**TASK OBJECTIVE:**
Return, unchanged, the part of the listing that opens with the line containing "task: trace the outline of every instance of the shrub" and runs through the end of the listing.

**** INFORMATION PROVIDED

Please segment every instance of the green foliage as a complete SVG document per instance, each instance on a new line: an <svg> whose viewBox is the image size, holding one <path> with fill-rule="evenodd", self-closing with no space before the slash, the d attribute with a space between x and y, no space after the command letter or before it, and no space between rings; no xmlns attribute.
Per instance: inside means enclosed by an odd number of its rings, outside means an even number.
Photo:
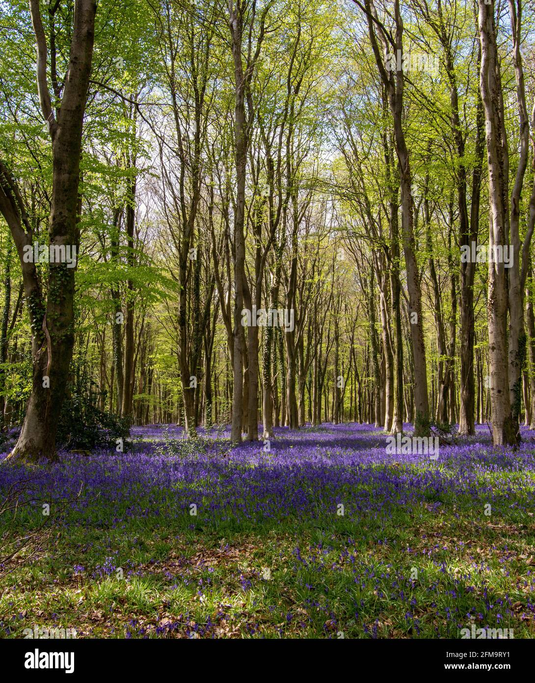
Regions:
<svg viewBox="0 0 535 683"><path fill-rule="evenodd" d="M77 378L66 397L58 426L58 445L63 447L113 448L122 438L126 447L130 424L126 418L104 413L96 405L96 385L87 376Z"/></svg>

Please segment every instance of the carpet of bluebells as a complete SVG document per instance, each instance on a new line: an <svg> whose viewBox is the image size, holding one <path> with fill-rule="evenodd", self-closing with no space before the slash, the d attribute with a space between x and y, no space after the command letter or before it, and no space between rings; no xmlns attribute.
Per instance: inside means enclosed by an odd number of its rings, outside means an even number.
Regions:
<svg viewBox="0 0 535 683"><path fill-rule="evenodd" d="M533 637L534 432L495 449L478 426L436 460L367 425L275 432L231 449L150 426L124 452L0 462L0 501L20 501L0 515L0 637Z"/></svg>

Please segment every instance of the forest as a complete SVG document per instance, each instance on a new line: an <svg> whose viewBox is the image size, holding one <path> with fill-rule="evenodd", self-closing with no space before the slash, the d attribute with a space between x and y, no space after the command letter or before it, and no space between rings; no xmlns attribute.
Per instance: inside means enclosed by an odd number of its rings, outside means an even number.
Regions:
<svg viewBox="0 0 535 683"><path fill-rule="evenodd" d="M535 6L0 39L0 637L534 637Z"/></svg>

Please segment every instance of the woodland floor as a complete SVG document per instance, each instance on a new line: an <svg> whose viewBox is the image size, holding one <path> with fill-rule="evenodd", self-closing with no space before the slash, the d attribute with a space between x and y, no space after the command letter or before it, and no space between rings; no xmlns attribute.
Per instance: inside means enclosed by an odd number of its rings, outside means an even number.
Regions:
<svg viewBox="0 0 535 683"><path fill-rule="evenodd" d="M535 636L535 433L513 452L478 427L435 461L368 426L276 430L270 452L227 435L136 428L125 454L0 463L0 492L34 499L1 546L46 525L0 565L0 637Z"/></svg>

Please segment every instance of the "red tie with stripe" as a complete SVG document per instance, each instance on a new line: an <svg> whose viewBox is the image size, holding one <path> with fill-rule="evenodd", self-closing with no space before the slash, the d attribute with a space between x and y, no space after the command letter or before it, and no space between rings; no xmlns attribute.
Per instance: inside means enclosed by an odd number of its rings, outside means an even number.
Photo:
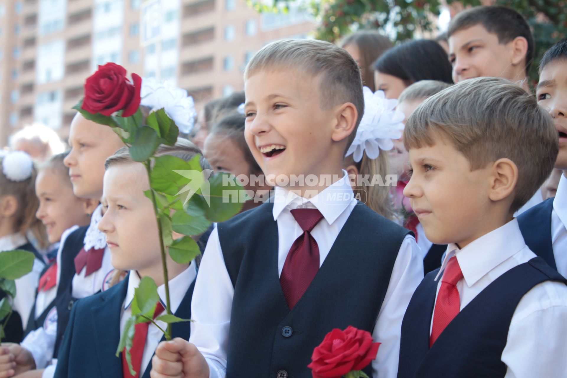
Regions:
<svg viewBox="0 0 567 378"><path fill-rule="evenodd" d="M154 312L154 318L159 316L163 311L163 305L161 302L158 302ZM132 367L136 372L136 375L130 373L128 368L128 363L126 361L126 348L122 352L122 372L124 378L138 378L142 374L140 369L142 368L142 358L143 356L143 350L146 346L146 339L147 337L147 329L150 326L150 322L147 323L138 323L134 326L134 339L132 341L132 347L130 349L130 354L132 356Z"/></svg>
<svg viewBox="0 0 567 378"><path fill-rule="evenodd" d="M319 269L319 246L311 235L323 215L316 209L296 209L291 215L303 234L295 239L284 264L280 283L290 309L307 290Z"/></svg>
<svg viewBox="0 0 567 378"><path fill-rule="evenodd" d="M433 326L429 337L429 347L433 345L441 332L451 321L459 315L460 301L456 284L463 278L463 272L457 258L453 256L449 259L443 272L441 287L437 294L433 313Z"/></svg>

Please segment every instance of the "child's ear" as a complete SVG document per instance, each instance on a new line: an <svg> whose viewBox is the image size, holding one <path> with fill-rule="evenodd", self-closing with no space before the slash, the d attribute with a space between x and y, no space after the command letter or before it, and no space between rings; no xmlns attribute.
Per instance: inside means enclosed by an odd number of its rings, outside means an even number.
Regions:
<svg viewBox="0 0 567 378"><path fill-rule="evenodd" d="M5 196L0 199L0 214L10 218L18 211L18 199L14 196Z"/></svg>
<svg viewBox="0 0 567 378"><path fill-rule="evenodd" d="M528 41L524 37L516 37L510 43L512 64L517 66L526 64L526 55L528 52Z"/></svg>
<svg viewBox="0 0 567 378"><path fill-rule="evenodd" d="M354 126L358 118L358 112L352 103L341 105L337 109L337 123L333 129L331 138L335 142L348 138L354 131Z"/></svg>
<svg viewBox="0 0 567 378"><path fill-rule="evenodd" d="M99 206L99 201L92 198L84 198L83 199L83 209L84 214L90 216L95 212L96 207Z"/></svg>
<svg viewBox="0 0 567 378"><path fill-rule="evenodd" d="M514 192L518 182L518 167L509 159L499 159L492 165L488 198L503 199Z"/></svg>

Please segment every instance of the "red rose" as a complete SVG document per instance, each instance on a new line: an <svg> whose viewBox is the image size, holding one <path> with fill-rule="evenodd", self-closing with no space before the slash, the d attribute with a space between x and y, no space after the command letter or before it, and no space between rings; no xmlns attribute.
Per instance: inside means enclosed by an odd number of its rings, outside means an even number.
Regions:
<svg viewBox="0 0 567 378"><path fill-rule="evenodd" d="M91 114L110 116L123 111L129 117L140 105L142 78L132 74L132 84L126 77L126 69L115 63L99 66L99 70L84 83L84 99L81 108Z"/></svg>
<svg viewBox="0 0 567 378"><path fill-rule="evenodd" d="M376 358L380 343L373 342L367 331L349 326L344 331L335 329L313 351L311 369L314 378L337 378L362 370Z"/></svg>

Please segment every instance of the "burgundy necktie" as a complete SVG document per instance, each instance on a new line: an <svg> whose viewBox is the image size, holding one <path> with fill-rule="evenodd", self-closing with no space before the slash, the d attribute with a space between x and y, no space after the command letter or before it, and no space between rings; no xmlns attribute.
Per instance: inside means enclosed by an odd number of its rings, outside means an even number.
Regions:
<svg viewBox="0 0 567 378"><path fill-rule="evenodd" d="M163 311L163 305L161 302L158 302L154 312L154 319L155 319ZM130 349L130 355L132 367L136 372L136 375L130 373L128 368L128 363L126 360L126 348L122 352L122 372L124 378L138 378L142 375L140 370L142 368L142 358L143 356L143 350L146 347L146 339L147 338L147 329L150 326L150 322L138 323L134 326L134 339L132 340L132 347Z"/></svg>
<svg viewBox="0 0 567 378"><path fill-rule="evenodd" d="M451 321L459 315L460 301L456 284L463 278L457 258L453 256L447 263L441 278L441 287L437 294L433 313L433 326L429 337L429 347L437 339Z"/></svg>
<svg viewBox="0 0 567 378"><path fill-rule="evenodd" d="M96 249L91 248L88 251L83 248L75 257L75 271L78 274L87 266L84 277L87 277L100 269L103 265L103 257L104 256L104 248Z"/></svg>
<svg viewBox="0 0 567 378"><path fill-rule="evenodd" d="M303 230L303 235L291 245L280 276L290 309L299 300L319 271L319 246L311 232L323 219L316 209L296 209L291 210L291 215Z"/></svg>

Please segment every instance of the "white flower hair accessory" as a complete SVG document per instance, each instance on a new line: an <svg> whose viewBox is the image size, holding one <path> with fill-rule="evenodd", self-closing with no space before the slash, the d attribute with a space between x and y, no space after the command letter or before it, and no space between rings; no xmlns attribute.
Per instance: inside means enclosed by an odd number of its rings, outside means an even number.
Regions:
<svg viewBox="0 0 567 378"><path fill-rule="evenodd" d="M246 115L245 114L245 112L244 112L244 103L243 103L240 104L240 105L239 105L238 107L236 108L236 110L238 111L239 113L240 113L243 116Z"/></svg>
<svg viewBox="0 0 567 378"><path fill-rule="evenodd" d="M404 113L394 110L397 100L386 99L383 91L372 90L365 87L364 114L357 130L354 140L345 156L353 154L354 161L362 159L365 152L370 159L376 159L380 150L389 151L393 147L392 139L401 137L405 118Z"/></svg>
<svg viewBox="0 0 567 378"><path fill-rule="evenodd" d="M188 134L193 129L197 117L193 97L187 91L174 87L167 82L160 82L154 78L142 79L140 105L151 108L155 112L162 108L174 120L179 131Z"/></svg>
<svg viewBox="0 0 567 378"><path fill-rule="evenodd" d="M23 181L30 177L33 162L29 155L22 151L6 154L2 159L2 172L11 181Z"/></svg>

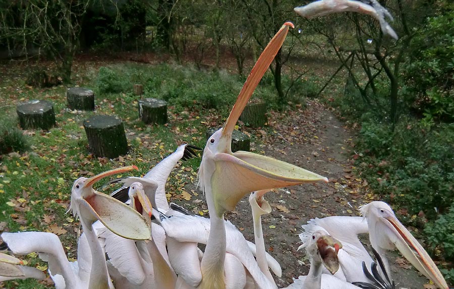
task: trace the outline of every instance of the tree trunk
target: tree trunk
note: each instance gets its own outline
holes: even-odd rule
[[[72,110],[94,110],[94,92],[82,87],[72,87],[66,91],[68,107]]]
[[[90,152],[114,158],[128,153],[128,141],[122,120],[111,115],[95,115],[84,122]]]
[[[260,100],[247,104],[240,116],[240,120],[248,127],[263,127],[268,120],[266,118],[266,103]]]
[[[281,81],[282,65],[281,56],[282,48],[279,49],[274,57],[274,61],[276,63],[274,67],[274,86],[276,87],[276,90],[277,91],[279,102],[281,104],[283,104],[286,102],[286,99],[282,89],[282,81]]]
[[[139,118],[147,124],[165,124],[167,123],[167,102],[155,98],[139,100]]]
[[[53,105],[46,100],[29,100],[17,106],[16,112],[22,129],[48,130],[55,125]]]

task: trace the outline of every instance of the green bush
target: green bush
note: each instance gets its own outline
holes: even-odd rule
[[[429,124],[454,122],[454,4],[440,12],[412,39],[402,70],[408,105]]]
[[[99,68],[96,85],[101,93],[118,93],[130,90],[132,87],[127,72],[104,67]]]
[[[454,125],[427,131],[402,122],[391,132],[385,124],[365,123],[357,144],[362,175],[389,201],[429,220],[449,208],[454,184]],[[435,209],[436,208],[436,209]],[[436,211],[435,210],[436,209]]]
[[[446,258],[454,260],[454,205],[435,222],[426,225],[424,233],[432,250],[440,250]]]
[[[23,152],[30,148],[22,131],[9,126],[0,127],[0,155],[12,152]]]

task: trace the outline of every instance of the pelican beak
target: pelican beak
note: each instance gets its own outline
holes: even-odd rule
[[[342,244],[337,240],[328,235],[322,236],[317,240],[318,254],[324,266],[331,274],[339,269],[337,252]]]
[[[211,178],[216,211],[233,211],[250,192],[304,183],[328,182],[324,177],[277,159],[245,151],[217,153]]]
[[[12,256],[0,253],[0,276],[23,277],[24,272],[19,265],[24,265],[24,262]]]
[[[386,225],[394,232],[395,236],[389,236],[391,242],[407,260],[424,276],[442,289],[449,287],[432,259],[422,246],[394,216],[384,218]]]
[[[138,208],[140,204],[140,206],[141,207],[140,211],[142,211],[142,215],[143,215],[143,213],[144,212],[145,214],[148,215],[148,216],[151,218],[152,211],[151,203],[150,202],[150,199],[148,199],[148,197],[145,195],[143,189],[142,188],[136,187],[134,189],[131,189],[135,191],[133,195],[136,196],[139,200],[139,203],[137,204],[135,201],[135,197],[132,198],[131,201],[134,202],[134,207],[136,208],[137,211],[139,211],[137,208]],[[139,211],[139,212],[141,212]]]
[[[295,28],[293,24],[291,22],[284,23],[259,57],[257,63],[251,71],[251,74],[249,74],[244,85],[243,86],[243,88],[241,89],[241,91],[238,95],[237,102],[227,119],[227,122],[222,130],[222,136],[228,137],[229,140],[232,139],[232,134],[241,112],[243,112],[249,98],[252,95],[252,93],[254,92],[256,87],[258,85],[263,75],[268,70],[268,68],[272,62],[273,60],[274,59],[274,56],[280,49],[280,47],[286,39],[286,36],[287,35],[287,33],[289,32],[290,27]],[[230,141],[229,143],[230,143]],[[231,147],[231,149],[229,151],[232,152],[230,145],[229,145],[229,147]]]
[[[84,187],[91,188],[103,178],[137,169],[137,166],[132,166],[111,169],[87,179]],[[79,200],[81,213],[84,214],[84,217],[93,221],[99,220],[112,232],[126,239],[150,239],[150,225],[137,211],[110,196],[92,188],[91,191],[92,194]]]
[[[213,157],[215,169],[211,179],[218,216],[226,211],[233,210],[240,199],[251,192],[303,183],[328,181],[326,178],[316,174],[273,158],[245,151],[232,152],[231,142],[235,124],[256,86],[280,49],[290,27],[293,27],[293,24],[285,23],[260,55],[222,129],[220,140],[220,143],[225,144],[225,147]]]
[[[259,216],[269,214],[271,212],[269,203],[263,198],[263,195],[268,192],[269,190],[261,190],[252,193],[249,196],[249,204],[253,211],[256,212]]]

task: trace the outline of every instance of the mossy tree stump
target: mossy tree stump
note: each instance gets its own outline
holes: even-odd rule
[[[205,136],[206,140],[208,141],[208,139],[213,134],[216,132],[216,131],[219,129],[211,128],[206,130]],[[251,148],[251,140],[249,137],[246,134],[244,134],[241,132],[237,130],[234,130],[232,134],[232,151],[235,152],[239,150],[244,151],[249,151]]]
[[[156,98],[145,98],[139,100],[139,118],[147,124],[166,124],[167,102]]]
[[[68,107],[71,110],[94,110],[94,92],[82,87],[72,87],[66,91]]]
[[[266,103],[261,100],[248,103],[241,113],[240,120],[251,128],[263,127],[268,121]]]
[[[23,130],[40,128],[47,131],[55,126],[53,104],[47,100],[29,100],[18,105],[16,111]]]
[[[114,158],[128,153],[128,141],[122,120],[111,115],[94,115],[84,122],[90,152]]]

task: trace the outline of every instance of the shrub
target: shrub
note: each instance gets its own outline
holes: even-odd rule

********

**EXERCISE SOLUTION:**
task: trace the outline of every instance of the shrub
target: shrub
note: each instance gets its own outline
holes: even-odd rule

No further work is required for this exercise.